EXCERPT

-=-=-=-=-

I appreciate you saying that. And I'm a big ol' Robert Anton Wilson fan, a life-long ACLU contributor, and someone who views free speech as the only way to disinfect hate, racism and lies. And I am very much talking in good faith; this is what I believe. I just think that free speech doesn't have to be equally easy. I remember when news channels in the US had to give equal time to opposite political parties. I watched how that morphed into "fair and balanced" - giving 3 panelists a chance to beat up on the weakest member of the opposite group. I don't think Facebook or Twitter are in any sense Discordian or Erisian in the tidy bubbles they ferment. I agree it's foolish to go about trying to silence people on them. I'd say just shut the whole thing down. If you want real Eris, let a million websites bloom. The information ecosystem was much better when people had to go out hunting than when it was fed to them in a news stream on an app that was designed for nothing more than monetizing their attention span. And a lot fewer people were exposed to truly bad ideas.

I do have a breaking point, as far as ideas and speech; I believe that some ideas are stalking horses for violence, and the people who spout them have no goodwill. Some ideas can't be reasoned with. I'm glad I live in a country that still allows people to speak those ideas, but very few people will defend that notion anymore. I'll defend their right to speak those ideas. I just don't think a private company should be immune from the result of providing them a platform.

The right to free speech should be absolute. But there's no right to be heard. Somewhere along the line, people seem to have misconstrued that, because social media made it so easy to be heard that people assumed that was the definition of free speech.


> The right to free speech should be absolute. But there's no right to be heard.

There’s no right to be heard, true. Yet, these are users complying with TOS. Beyond that, do the users have any obligation to not spread content that they haven’t validated? It seems an unreasonable burden to place on users who don’t post content for consumption by folks who care about such things. Can you blame people for speaking their mind and playing to their audience? Maintaining the platform and only posting constructive, mainstream content only appeals to a certain kind of person, and they may never reach their intended audience with such messaging, warping and contorting their content into something else entirely, potentially alienating the very people they are trying to reach in the first place.

I’m a descriptivist in the linguistic sense, and when it comes to free speech. More is better. Full stop.

I remember when everything was hard online. I don’t wish for those days to return, especially just to comply with misguided, ineffective government mandates at the behest of megacorps and special interest lobby groups.


What you are proposing is that the only writers we should hear from are professionals at publishing institutions, who have editors to vet their work and lawyers to defend it.

That is certainly a take on what The Discourse should be! Return to the print media era, basically. But it is weird to see this take expressed in the same form it wants to end. Hacker News is social media and YCombinator is surely not going to stand beyond everything everyone posts here, or turn it over to spammers.

-=-=-=-=-

SUPPLIED ENTRIES
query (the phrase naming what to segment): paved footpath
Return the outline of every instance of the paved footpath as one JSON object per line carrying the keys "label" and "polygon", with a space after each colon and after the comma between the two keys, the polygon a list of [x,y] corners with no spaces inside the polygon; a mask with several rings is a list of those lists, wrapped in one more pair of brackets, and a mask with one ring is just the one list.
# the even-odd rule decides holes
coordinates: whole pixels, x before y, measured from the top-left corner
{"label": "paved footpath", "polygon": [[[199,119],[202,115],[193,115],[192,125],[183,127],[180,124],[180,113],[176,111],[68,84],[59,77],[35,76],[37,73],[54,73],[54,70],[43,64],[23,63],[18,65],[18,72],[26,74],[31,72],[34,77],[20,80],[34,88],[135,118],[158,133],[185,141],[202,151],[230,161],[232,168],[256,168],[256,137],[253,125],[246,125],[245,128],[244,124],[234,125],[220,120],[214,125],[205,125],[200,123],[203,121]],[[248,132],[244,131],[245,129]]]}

-=-=-=-=-

EXERCISE A
Set down everything in the free speech discussion from "There’s no right" down to "better. Full stop.", word for word.
EXERCISE B
Resume the free speech discussion after its last sentence and carry it on.
The listing isn't needed for this.

EXERCISE RESPONSE A
There’s no right to be heard, true. Yet, these are users complying with TOS. Beyond that, do the users have any obligation to not spread content that they haven’t validated? It seems an unreasonable burden to place on users who don’t post content for consumption by folks who care about such things. Can you blame people for speaking their mind and playing to their audience? Maintaining the platform and only posting constructive, mainstream content only appeals to a certain kind of person, and they may never reach their intended audience with such messaging, warping and contorting their content into something else entirely, potentially alienating the very people they are trying to reach in the first place.

I’m a descriptivist in the linguistic sense, and when it comes to free speech. More is better. Full stop.

EXERCISE RESPONSE B
No, not exactly. Unlike in the print age, we all have the ability to set up a home server or distributed servers; we have the ability to reach anyone in the world. But we don't have a natural right to do that or extend our readership through someone else's platform. I can sit here and host whatever I'd like. In the BBS era, you were responsible for people posting illegal stuff on your board, and you were held responsible if your board was full of some bullshit propaganda, and it should still be that way. Zuckerberg should be treated like any asshole sysop who isn't tending his domain.

Hacker News does, to a large degree, moderate what people write here. Much more so than any social media platform. That's why it's still a functional platform. You can't just go on here and slander or espouse libelous conspiracy theories. You won't get far.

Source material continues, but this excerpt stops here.